__Document section__
------------------------------
Travis D. Stice: I think that makes sense. We’ve talked about the high bar for entry into the Diamondback portfolio. And, there’s just, that’s just how we view it. And, we’re very proud of the inventory we have. And I think what goes along with that durable inventory is how we convert that inventory into cash flow. And again, you see this quarter flawless execution from our teams in converting rock into cash flow. And that’s, our cost structure is enviable. Our execution prowess is unmatched. And that makes that makes a big difference when you talk about a profitable oil and gas company like that.
Scott Hanold: Yes. And then and just as part of that was the inventory life kind of conversation more of like where you think you’re at now and what do you think is ideal?
------------------------------
__Entries provided__
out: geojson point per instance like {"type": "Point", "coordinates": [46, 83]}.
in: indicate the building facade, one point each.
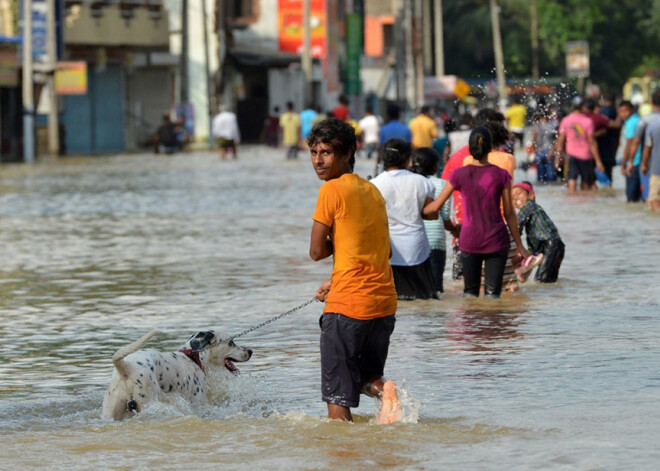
{"type": "Point", "coordinates": [130, 75]}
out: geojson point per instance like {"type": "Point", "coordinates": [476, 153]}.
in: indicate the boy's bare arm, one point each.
{"type": "Point", "coordinates": [320, 245]}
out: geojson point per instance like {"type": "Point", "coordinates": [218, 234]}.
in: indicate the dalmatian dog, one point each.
{"type": "Point", "coordinates": [144, 375]}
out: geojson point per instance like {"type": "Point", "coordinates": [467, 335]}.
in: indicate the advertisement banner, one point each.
{"type": "Point", "coordinates": [290, 27]}
{"type": "Point", "coordinates": [577, 59]}
{"type": "Point", "coordinates": [353, 53]}
{"type": "Point", "coordinates": [8, 69]}
{"type": "Point", "coordinates": [71, 78]}
{"type": "Point", "coordinates": [40, 29]}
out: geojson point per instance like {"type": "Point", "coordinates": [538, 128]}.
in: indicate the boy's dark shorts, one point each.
{"type": "Point", "coordinates": [353, 352]}
{"type": "Point", "coordinates": [581, 168]}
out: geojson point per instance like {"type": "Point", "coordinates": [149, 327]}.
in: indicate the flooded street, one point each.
{"type": "Point", "coordinates": [94, 253]}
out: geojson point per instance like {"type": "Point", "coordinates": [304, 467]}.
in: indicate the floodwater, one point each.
{"type": "Point", "coordinates": [96, 252]}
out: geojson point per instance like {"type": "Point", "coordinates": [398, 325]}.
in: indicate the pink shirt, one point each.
{"type": "Point", "coordinates": [577, 128]}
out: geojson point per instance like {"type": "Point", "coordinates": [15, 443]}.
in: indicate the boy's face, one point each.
{"type": "Point", "coordinates": [520, 197]}
{"type": "Point", "coordinates": [624, 112]}
{"type": "Point", "coordinates": [327, 164]}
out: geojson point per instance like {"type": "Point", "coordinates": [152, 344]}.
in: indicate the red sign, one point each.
{"type": "Point", "coordinates": [290, 26]}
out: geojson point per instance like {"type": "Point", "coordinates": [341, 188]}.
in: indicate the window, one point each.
{"type": "Point", "coordinates": [242, 11]}
{"type": "Point", "coordinates": [388, 38]}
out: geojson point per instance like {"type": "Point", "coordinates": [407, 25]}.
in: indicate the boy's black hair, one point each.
{"type": "Point", "coordinates": [481, 142]}
{"type": "Point", "coordinates": [393, 112]}
{"type": "Point", "coordinates": [425, 161]}
{"type": "Point", "coordinates": [628, 104]}
{"type": "Point", "coordinates": [498, 132]}
{"type": "Point", "coordinates": [395, 153]}
{"type": "Point", "coordinates": [655, 98]}
{"type": "Point", "coordinates": [338, 134]}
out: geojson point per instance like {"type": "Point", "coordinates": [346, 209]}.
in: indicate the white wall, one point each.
{"type": "Point", "coordinates": [196, 59]}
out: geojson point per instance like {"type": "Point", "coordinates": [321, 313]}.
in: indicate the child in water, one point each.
{"type": "Point", "coordinates": [542, 235]}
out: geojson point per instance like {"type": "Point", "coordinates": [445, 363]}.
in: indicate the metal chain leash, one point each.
{"type": "Point", "coordinates": [273, 319]}
{"type": "Point", "coordinates": [259, 326]}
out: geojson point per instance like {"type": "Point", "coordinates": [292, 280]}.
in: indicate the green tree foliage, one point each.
{"type": "Point", "coordinates": [622, 34]}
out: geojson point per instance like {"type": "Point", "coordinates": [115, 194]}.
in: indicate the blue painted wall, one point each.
{"type": "Point", "coordinates": [94, 122]}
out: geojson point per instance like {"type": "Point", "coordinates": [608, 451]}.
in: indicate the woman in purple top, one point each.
{"type": "Point", "coordinates": [483, 238]}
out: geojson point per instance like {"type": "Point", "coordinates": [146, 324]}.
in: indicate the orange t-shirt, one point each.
{"type": "Point", "coordinates": [362, 284]}
{"type": "Point", "coordinates": [500, 159]}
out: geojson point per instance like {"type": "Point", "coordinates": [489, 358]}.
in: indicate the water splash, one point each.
{"type": "Point", "coordinates": [409, 405]}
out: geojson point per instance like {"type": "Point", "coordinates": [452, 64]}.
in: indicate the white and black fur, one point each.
{"type": "Point", "coordinates": [142, 376]}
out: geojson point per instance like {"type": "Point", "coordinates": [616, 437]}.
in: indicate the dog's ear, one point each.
{"type": "Point", "coordinates": [201, 340]}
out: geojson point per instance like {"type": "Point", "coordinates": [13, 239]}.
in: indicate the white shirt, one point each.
{"type": "Point", "coordinates": [405, 195]}
{"type": "Point", "coordinates": [225, 126]}
{"type": "Point", "coordinates": [370, 129]}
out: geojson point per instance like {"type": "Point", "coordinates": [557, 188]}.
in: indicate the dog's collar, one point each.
{"type": "Point", "coordinates": [193, 355]}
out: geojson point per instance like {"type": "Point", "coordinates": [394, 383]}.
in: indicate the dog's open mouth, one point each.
{"type": "Point", "coordinates": [229, 364]}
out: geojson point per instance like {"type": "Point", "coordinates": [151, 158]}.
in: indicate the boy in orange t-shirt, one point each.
{"type": "Point", "coordinates": [350, 223]}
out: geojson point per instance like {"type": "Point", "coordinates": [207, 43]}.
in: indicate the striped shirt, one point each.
{"type": "Point", "coordinates": [435, 230]}
{"type": "Point", "coordinates": [538, 225]}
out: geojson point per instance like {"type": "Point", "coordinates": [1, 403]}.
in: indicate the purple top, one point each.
{"type": "Point", "coordinates": [483, 228]}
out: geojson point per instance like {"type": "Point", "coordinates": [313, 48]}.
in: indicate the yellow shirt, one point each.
{"type": "Point", "coordinates": [362, 284]}
{"type": "Point", "coordinates": [516, 116]}
{"type": "Point", "coordinates": [290, 123]}
{"type": "Point", "coordinates": [424, 130]}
------------------------------
__Exercise set__
1. In the earnings call excerpt, what word does Travis D. Stice use to describe the company's cost structure?
2. Transcribe the earnings call excerpt, starting at "Travis D. Stice: I" and ending at "think is ideal?".
3. Pick up the earnings call excerpt from the point where it stops and continue it.
The data has no connection to the earnings call excerpt.

__Exercise answers__
1. He calls it enviable.

2.
Travis D. Stice: I think that makes sense. We’ve talked about the high bar for entry into the Diamondback portfolio. And, there’s just, that’s just how we view it. And, we’re very proud of the inventory we have. And I think what goes along with that durable inventory is how we convert that inventory into cash flow. And again, you see this quarter flawless execution from our teams in converting rock into cash flow. And that’s, our cost structure is enviable. Our execution prowess is unmatched. And that makes that makes a big difference when you talk about a profitable oil and gas company like that.
Scott Hanold: Yes. And then and just as part of that was the inventory life kind of conversation more of like where you think you’re at now and what do you think is ideal?

3.
Kaes Van’t Hof: Yes. I mean, I think I kind of said this that we put our next five years up with anybody in North America, and I still stand by that. I think we have another solid, five or ten years beyond that. It’s very logical that at some point you’re going to have to move down the quality of your inventory. We don’t see that in the forward plan today, but if we retain our cost structure and our ability to drill wells $1 million or $1.5 million or $2 million cheaper. Well, as the shale cost curve goes up, we continue to stay at the low end of that cost curve. It’s kind of been our mantra for 10 years now. And we started with 50,000 acres an hour at [55000] (ph). And, as that culture and mantra has not changed. And I think that sets us up well for a world, where assets are getting more and more sparse.
Scott Hanold: Got it. Understood. And if I could follow-up on our conversation we had last night, just on the shareholder returns and stock buybacks. And I thought it was an conversation we had on just where it FANG’s intrinsic value is now and the opportunity to grow that over time. And so, like when you step back and think about the current oil market, obviously, we’re in a little bit more heightened oil price versus your intrinsic point. But, like as you see yourself progressing over the next years, I mean, does it seem to make sense that buying back stock at higher prices in this heightened market relative to what you did in the past still make sense from a value return standpoint?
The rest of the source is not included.